Supplied text →

START

Notwithstanding these considerations, a court ought not follow W.C. Fields' ukase: "Never give a sucker an even break." A litigant whose lawyer is misled by the language of a judicial order should not suffer ill consequences. Beyer's appellate counsel took the language of this certificate of appealability literally. Maybe they shouldn't have, but they did, and their client need not pay a penalty for excess literalism. The order says that constitutional questions must be briefed to the extent that Slack requires, and counsel rightly concluded that Slack imposes duties on judges rather than lawyers, and thus never requires any particular question to be briefed. The duty is a judicial one — to state in the certificate the substantial constitutional question to which the statutory issue is pendent. Counsel took a risk by disdaining their opportunity to show that Beyer has a substantial constitutional claim that justifies further proceedings in the district court, but given the certificate's language the worst consequences of risk-taking do not come to pass. Future petitioners and their lawyers should undertake to show that a substantial constitutional issue exists, however, lest the court of appeals conclude that the procedural error is harmless and a remand pointless.

END

Objective →
Answer these questions about the passage on the certificate of appealability:
1. Whose ukase does the passage say a court ought not follow?
2. According to the conclusion that counsel reached, on whom does Slack impose duties?
3. What should future petitioners and their lawyers undertake to show?

Dataset content →
START

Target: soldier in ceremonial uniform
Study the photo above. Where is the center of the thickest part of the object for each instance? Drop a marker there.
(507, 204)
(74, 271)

END

Exercise output →
1. W.C. Fields'.
2. On judges rather than lawyers.
3. That a substantial constitutional issue exists.